__Directions__. Resume the comment thread about H1B hiring and labor costs, picking up after its final sentence.

__Text shown__.

□ □ □ □ □

Plus the government is in on it. They're effectively handing a subsidy to coporations who can jump the hoops versus those who hire and then train locals.

The pitch goes like this: give the immigrant the promise of America if they just serve the masters for ~10 years (or forever if you're the wrong race of immigrant[1]), keep them subservient by continuously threatening deportation at the loss of employment (short window to rehire). Limit the max number of H1B years to ensure increasing dire circumstance. Don't give them representation (despite taxation) so they can't feedback on the system.

Now, an H1B doesn't have always have all the features of a millenial, such as they usually don't have student debt, but the student visa can fix that.

[1]: https://www.washingtonpost.com/immigration/the-employment-gr...

What could possibly go wrong?!?
Yeah this is it in my experience. It looks like they're optimizing for age, but they're really optimizing for cost and ageism is a side-effect.

□ □ □ □ □

Saved entries:
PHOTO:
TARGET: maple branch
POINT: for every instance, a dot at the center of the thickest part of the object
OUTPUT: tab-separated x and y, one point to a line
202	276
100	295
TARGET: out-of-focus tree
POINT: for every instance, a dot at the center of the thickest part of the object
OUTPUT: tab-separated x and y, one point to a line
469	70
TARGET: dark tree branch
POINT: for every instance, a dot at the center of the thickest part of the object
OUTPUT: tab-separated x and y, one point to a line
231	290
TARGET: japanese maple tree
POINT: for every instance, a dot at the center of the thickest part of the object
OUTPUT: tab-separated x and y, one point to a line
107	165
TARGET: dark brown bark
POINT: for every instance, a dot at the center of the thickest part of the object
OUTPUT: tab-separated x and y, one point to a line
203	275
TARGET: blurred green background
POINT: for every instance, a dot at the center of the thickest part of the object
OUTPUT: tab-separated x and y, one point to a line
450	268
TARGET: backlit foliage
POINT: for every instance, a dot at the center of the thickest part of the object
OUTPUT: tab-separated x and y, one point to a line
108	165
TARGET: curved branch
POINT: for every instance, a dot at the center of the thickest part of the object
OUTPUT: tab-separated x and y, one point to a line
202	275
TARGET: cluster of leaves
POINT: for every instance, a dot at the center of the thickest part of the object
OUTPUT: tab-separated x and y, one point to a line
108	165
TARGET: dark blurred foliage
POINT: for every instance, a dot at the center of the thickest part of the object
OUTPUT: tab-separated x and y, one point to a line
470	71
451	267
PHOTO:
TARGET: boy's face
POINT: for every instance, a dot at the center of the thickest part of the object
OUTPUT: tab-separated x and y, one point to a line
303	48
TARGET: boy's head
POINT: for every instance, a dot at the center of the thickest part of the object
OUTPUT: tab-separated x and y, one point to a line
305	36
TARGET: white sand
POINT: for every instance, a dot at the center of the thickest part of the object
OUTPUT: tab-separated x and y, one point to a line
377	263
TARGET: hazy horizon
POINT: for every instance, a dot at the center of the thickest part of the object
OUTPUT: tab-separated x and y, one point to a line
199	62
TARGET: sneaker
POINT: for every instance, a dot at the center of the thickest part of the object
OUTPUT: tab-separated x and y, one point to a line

□ □ □ □ □

__Result for this exercise__.
I've seen this happen at almost every job I've had: Senior engineer with 10+ years experience works 40-50 hours a week and gets laid off. Senior engineer is opinionated about how things are implemented and can come across as "difficult." Two junior engineers are hired for about the same cost and are pushed to 60+ hours a week. They'll do literally anything you tell them to. Non-engineer management sees a win but then eventually gets mad about codebase issues like it's unrelated, and end up churning through juniors trying to fix it.

Another alternative is outsourcing of course, in which you can end up with a small team for the short-term cost of one senior engineer... and a lot of the same problems with the junior route.

It feels like one of those risk problems where people are happy about the short-term gain but fail to look far enough ahead to see the long-term issues.

Some anecdata to add to the case.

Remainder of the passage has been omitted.